* Problem *
How many lines in the items below contain the string "Outline"? Matching is case-sensitive; reply with the count alone.

:: Material supplied ::

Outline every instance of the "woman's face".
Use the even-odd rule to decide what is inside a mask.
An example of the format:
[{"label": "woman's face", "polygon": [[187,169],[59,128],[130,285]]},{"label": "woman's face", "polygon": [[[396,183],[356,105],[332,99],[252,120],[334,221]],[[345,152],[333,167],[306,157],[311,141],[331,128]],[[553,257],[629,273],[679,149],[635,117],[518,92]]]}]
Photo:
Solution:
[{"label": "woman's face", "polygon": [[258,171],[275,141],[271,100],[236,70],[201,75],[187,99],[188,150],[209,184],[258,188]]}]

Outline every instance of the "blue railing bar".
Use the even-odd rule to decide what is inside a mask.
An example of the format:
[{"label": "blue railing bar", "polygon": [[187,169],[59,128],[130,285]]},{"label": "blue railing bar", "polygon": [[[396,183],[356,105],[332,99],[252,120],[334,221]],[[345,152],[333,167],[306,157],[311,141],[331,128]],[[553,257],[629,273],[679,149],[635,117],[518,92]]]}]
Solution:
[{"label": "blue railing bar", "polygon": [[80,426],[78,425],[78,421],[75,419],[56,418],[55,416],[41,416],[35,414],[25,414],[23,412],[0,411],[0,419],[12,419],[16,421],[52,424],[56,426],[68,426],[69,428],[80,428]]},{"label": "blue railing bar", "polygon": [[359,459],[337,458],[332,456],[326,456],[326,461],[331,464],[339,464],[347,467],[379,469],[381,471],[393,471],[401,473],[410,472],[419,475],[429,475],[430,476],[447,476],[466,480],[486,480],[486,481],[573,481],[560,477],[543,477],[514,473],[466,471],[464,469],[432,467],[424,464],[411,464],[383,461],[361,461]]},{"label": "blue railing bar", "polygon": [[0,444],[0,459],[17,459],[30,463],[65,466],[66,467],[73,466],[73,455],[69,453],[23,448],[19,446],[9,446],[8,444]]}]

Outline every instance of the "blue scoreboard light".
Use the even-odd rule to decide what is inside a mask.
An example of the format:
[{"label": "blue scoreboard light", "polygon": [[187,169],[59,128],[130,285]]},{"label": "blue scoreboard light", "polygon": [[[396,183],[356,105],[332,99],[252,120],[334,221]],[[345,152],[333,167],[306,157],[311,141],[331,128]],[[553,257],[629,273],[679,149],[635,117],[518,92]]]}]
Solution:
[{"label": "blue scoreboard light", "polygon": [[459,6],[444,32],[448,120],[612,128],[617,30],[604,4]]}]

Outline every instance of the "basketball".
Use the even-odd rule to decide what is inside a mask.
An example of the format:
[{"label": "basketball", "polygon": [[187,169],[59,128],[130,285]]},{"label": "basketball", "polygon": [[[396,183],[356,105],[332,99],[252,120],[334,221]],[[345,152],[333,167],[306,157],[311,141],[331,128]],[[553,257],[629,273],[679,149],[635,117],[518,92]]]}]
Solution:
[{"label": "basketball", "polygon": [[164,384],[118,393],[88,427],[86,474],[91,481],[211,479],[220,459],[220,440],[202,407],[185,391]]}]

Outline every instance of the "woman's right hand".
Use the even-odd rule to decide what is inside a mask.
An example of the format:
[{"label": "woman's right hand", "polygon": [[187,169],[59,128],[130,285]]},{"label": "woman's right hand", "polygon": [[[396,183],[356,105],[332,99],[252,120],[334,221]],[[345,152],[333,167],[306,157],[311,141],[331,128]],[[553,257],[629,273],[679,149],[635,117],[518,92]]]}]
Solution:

:::

* Worked answer *
5